▶ [EXERCISE DATA]
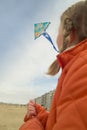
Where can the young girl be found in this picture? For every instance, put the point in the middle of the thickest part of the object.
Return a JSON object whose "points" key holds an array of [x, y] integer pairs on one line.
{"points": [[69, 105]]}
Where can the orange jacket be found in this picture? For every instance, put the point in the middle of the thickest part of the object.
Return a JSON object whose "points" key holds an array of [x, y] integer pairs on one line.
{"points": [[69, 105]]}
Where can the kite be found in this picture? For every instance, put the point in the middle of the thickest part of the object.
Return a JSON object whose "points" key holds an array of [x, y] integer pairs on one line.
{"points": [[40, 29]]}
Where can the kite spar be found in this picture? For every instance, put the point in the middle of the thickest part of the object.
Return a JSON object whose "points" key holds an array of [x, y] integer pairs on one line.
{"points": [[40, 29]]}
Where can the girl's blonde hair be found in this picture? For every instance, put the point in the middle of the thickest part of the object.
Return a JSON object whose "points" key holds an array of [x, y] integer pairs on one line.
{"points": [[75, 17]]}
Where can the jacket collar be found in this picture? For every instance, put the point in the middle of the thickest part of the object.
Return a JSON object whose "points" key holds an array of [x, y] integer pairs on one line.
{"points": [[64, 57]]}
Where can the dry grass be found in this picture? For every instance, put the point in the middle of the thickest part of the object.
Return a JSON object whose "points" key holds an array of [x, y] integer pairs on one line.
{"points": [[11, 116]]}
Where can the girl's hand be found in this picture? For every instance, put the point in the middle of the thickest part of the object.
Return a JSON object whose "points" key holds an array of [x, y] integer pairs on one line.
{"points": [[31, 110]]}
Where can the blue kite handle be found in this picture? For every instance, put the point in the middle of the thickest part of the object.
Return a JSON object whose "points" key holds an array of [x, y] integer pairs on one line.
{"points": [[46, 35]]}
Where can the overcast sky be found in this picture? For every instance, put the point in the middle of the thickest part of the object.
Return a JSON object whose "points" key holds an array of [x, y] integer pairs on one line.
{"points": [[23, 60]]}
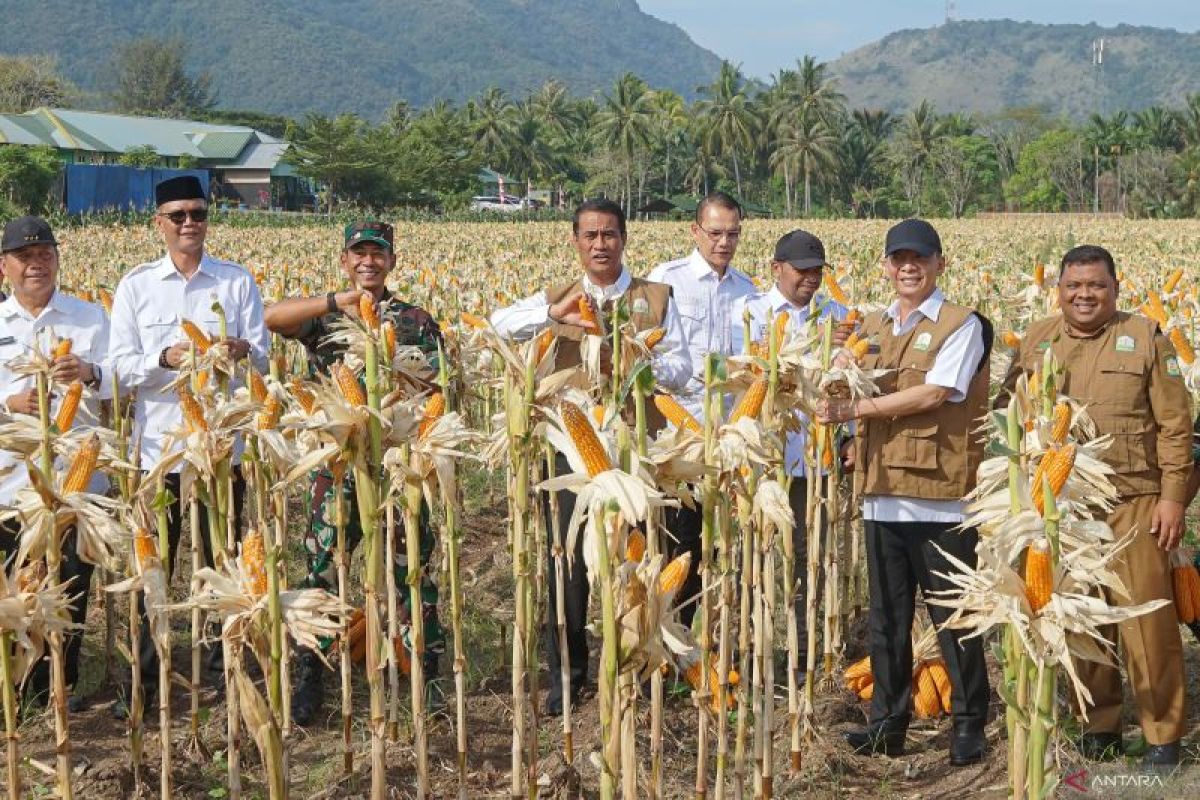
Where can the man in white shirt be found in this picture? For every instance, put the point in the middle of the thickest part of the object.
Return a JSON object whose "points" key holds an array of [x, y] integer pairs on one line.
{"points": [[598, 233], [37, 314], [798, 266], [916, 458], [706, 287], [148, 346]]}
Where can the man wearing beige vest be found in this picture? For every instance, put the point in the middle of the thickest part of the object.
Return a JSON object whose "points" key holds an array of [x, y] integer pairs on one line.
{"points": [[917, 458], [598, 233], [1125, 371]]}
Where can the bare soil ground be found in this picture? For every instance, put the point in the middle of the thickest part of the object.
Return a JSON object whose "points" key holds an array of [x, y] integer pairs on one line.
{"points": [[101, 750]]}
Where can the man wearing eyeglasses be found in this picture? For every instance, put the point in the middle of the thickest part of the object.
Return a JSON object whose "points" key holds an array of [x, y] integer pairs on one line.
{"points": [[798, 265], [148, 347], [705, 286]]}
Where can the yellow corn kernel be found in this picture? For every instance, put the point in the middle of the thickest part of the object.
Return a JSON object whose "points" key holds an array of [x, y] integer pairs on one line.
{"points": [[83, 465], [253, 564], [69, 407], [347, 384], [196, 336], [751, 401], [676, 414], [595, 457], [435, 408], [1038, 575]]}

▶ [TASK ITEM] Make an exact copy of the listing above. Do not include the pictures.

▶ [ANSWER TO THIS TASK]
Where can the young girl be found in this picture? For every instance, put the point in the middle of the thickest part of the object.
Return a JSON object whose "points" key holds an array of [x, y] integer pairs on one line.
{"points": [[69, 105]]}
Where can the orange jacket be found in this picture? For every instance, put the point in the middle of the thickest part of the object.
Return a JSON object whose "points" key holds an array of [x, y] integer pairs on one line.
{"points": [[69, 105]]}
Where can the kite be found in this picture? For every instance, put the point in the middle of the thickest part of the object.
Return a JSON object whose "points" key holds an array of [x, y] integer pairs on one line.
{"points": [[40, 29]]}
Where can the kite spar be found in this picture? For every instance, put the point in the middle of the thickest part of the object.
Return a JSON object whose "points" key holds an array of [x, y] integer pairs on one line.
{"points": [[40, 29]]}
Where can the girl's blonde hair be found in this picture? For every instance, put the point in the middle of the thickest part of the object.
Return a JSON object whose "points" key holds an array of [x, y] integer pairs on one line.
{"points": [[75, 17]]}
Where can the jacket collar be found in this picture? For every instance, put the point in the middle of the thickest part of the object.
Return a JSON object whose "points" key holds an array of [x, y] integer pairs on one line.
{"points": [[64, 57]]}
Where can the dry grass be found in this picture? For every instance, put the point in the middle of the thickest part of the object.
Return a JSON object whose "points" key holds an array of [x, y] integer pairs on one line.
{"points": [[11, 116]]}
Where can the girl's hand be found in this picture? For every instance, put the point in the middle of the thickest part of the object.
Return a JSON object whose "points" key holds an array of [x, y] integer pairs on one line.
{"points": [[31, 110]]}
Where can the blue kite handle be found in this picture? For every instance, put the point in the middle of the thickest part of the object.
Return a JSON object whose "points" key holds an array of [x, y] integer pairs on one line.
{"points": [[46, 35]]}
Where can the overcast sky be found in this picture? For every instance, put the point in the middle of the thickest part of the object.
Return a JSON object whose "points" key holds an array of [x, y] integer pairs on one line.
{"points": [[23, 60]]}
Where can the man in white shirt be found in this picture? For every instance, put the point in the middle of the thickest part of the object.
Return a JSON object whose "points" key holds an array of [x, y] integer pairs on one line.
{"points": [[598, 233], [37, 314], [798, 266], [916, 458], [706, 287], [148, 346]]}
Where can the man wearing beige vest be found in this picture? For every instance, put the point in the middle of the thickest part of the object.
Return a JSON object whose "points" key holds an array of [x, y] integer pairs on one line.
{"points": [[917, 458], [598, 233], [1125, 371]]}
Where can the bare soil ground be found in this picture? For every instance, put the point in the middle of the thickest part of the object.
Return a JSON object whose "points" key holds an array of [x, y] integer pairs on one line.
{"points": [[101, 750]]}
Where can the man wearing eyeglasses be found in this picture? For every instance, put the point in the middle of the thickest part of the object.
Return a JSON object whose "points" key holds an array of [x, y] integer pairs on one line.
{"points": [[798, 265], [148, 347], [705, 286]]}
Where can the yellow corn kernel be found in this picture? For every instance, put the point in the middle of the thickest part of the object.
Return a JSON object whose "points" key holds an array of [x, y] integer pairs on one line.
{"points": [[83, 465], [253, 564], [69, 407], [347, 384], [196, 336], [751, 401], [676, 414], [595, 457], [435, 408], [1038, 575]]}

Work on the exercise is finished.